* _Task brief_: Only the text of the records belongs in the answer, copied exactly and without pictures.
Data for processing: Begin
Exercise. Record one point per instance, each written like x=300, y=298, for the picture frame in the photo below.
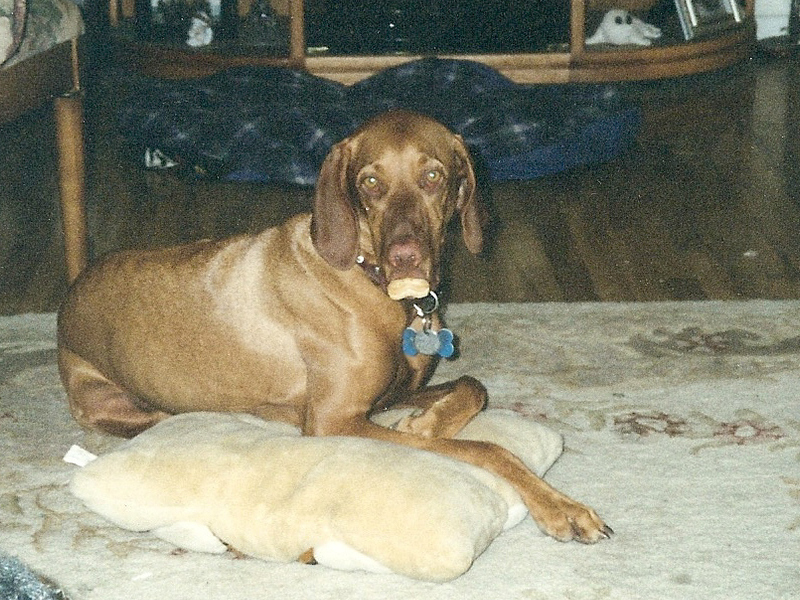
x=699, y=18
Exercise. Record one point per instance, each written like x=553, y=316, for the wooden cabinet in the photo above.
x=570, y=60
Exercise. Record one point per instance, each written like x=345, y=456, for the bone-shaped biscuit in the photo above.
x=410, y=287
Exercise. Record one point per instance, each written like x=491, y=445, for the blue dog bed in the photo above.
x=271, y=124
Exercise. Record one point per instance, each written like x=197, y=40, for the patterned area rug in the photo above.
x=682, y=427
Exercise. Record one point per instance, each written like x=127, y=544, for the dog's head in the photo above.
x=387, y=194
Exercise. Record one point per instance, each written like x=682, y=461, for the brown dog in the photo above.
x=286, y=325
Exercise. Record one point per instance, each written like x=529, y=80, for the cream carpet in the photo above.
x=682, y=427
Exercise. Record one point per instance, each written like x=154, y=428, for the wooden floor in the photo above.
x=705, y=206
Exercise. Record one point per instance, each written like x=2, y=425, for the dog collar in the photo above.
x=427, y=340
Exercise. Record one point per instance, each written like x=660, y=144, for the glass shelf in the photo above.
x=347, y=40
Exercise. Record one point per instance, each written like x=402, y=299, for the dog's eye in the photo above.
x=432, y=178
x=370, y=183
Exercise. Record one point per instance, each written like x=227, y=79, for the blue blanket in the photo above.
x=273, y=124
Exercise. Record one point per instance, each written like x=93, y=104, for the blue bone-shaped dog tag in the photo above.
x=428, y=342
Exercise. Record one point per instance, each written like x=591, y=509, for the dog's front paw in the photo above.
x=567, y=520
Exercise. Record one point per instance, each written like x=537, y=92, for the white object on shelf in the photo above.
x=772, y=18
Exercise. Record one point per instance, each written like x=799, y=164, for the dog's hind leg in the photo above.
x=98, y=403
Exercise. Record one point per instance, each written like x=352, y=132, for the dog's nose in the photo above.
x=405, y=255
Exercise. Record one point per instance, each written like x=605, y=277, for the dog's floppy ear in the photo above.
x=469, y=205
x=334, y=226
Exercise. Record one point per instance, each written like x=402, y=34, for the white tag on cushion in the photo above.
x=191, y=536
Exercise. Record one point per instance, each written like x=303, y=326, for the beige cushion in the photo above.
x=202, y=479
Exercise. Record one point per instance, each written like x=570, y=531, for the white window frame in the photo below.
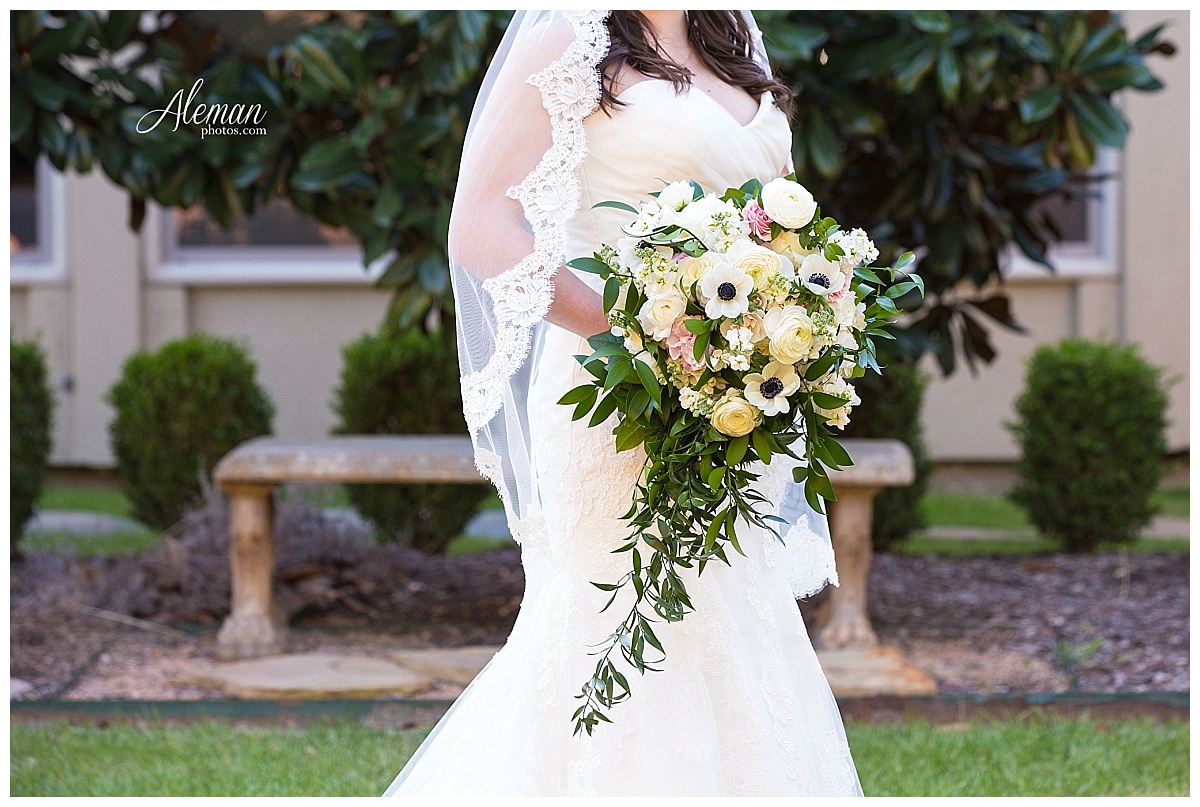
Data for processing: End
* _Reply to the task_:
Exercise. Record one point per instance, each written like x=300, y=298, for the picture frame in the photo below.
x=699, y=18
Exercise. Record one point per instance, each written like x=553, y=316, for the wooden cabinet in the photo above.
x=570, y=60
Exercise. Record one point per instance, each written like x=345, y=456, for the bone-shaped biscuit in the photo above.
x=410, y=287
Exercise. Record one point per instance, each written like x=491, y=445, for the blue dog bed in the photo above.
x=271, y=124
Exercise. Record one point per instance, each written like x=197, y=40, for the patterned area rug in the photo above.
x=682, y=427
Exercise. Record one point per instance, each written like x=127, y=544, for the dog's head in the photo above.
x=387, y=194
Exercise. Record one point per instance, each written like x=682, y=461, for the brown dog in the photo above.
x=286, y=325
Exercise. Record one point per instance, each written like x=529, y=80, for the cream carpet in the photo above.
x=682, y=427
Exercise. Record one point per instance, each written like x=154, y=428, for the wooden floor in the photo above.
x=705, y=206
Exercise. Record one point per instance, each written like x=2, y=425, for the dog collar in the photo above.
x=427, y=340
Exercise. Record one point per instance, each written like x=660, y=144, for the glass shelf in the photo above.
x=347, y=40
Exercise. Record one point per instance, each written like x=402, y=299, for the dog's eye in the photo above.
x=432, y=178
x=370, y=183
Exercise. Record one point per instance, each written like x=227, y=79, for the blue blanket in the photo above.
x=273, y=124
Exercise. Record one point per instance, each written like x=93, y=104, for the blue bone-shaped dog tag in the photo above.
x=428, y=342
Exercise. Record one point per instance, each written like x=591, y=509, for the dog's front paw in the photo above.
x=567, y=520
Exercise. Record one point per instance, each written like x=537, y=92, for the white object on shelf in the photo above.
x=772, y=18
Exercise. Record one point per instance, each written like x=799, y=164, for the dog's hind leg in the photo above.
x=98, y=403
Exercise. Record one point per instance, each written like x=352, y=132, for the dog's nose in the photo above.
x=405, y=255
Exercise. Record one point per instance, each written like x=605, y=277, for the dog's floppy ear in the photo above.
x=469, y=205
x=334, y=226
Exercise. Record one point per instance, each written like x=402, y=34, for the white tag on cushion in the photo above.
x=191, y=536
Exercise. Record one point per instance, each written like x=303, y=326, for the beige cushion in the photo above.
x=202, y=479
Exercise. Record one point per instance, each written like x=570, y=531, for the white window frame in the photo below.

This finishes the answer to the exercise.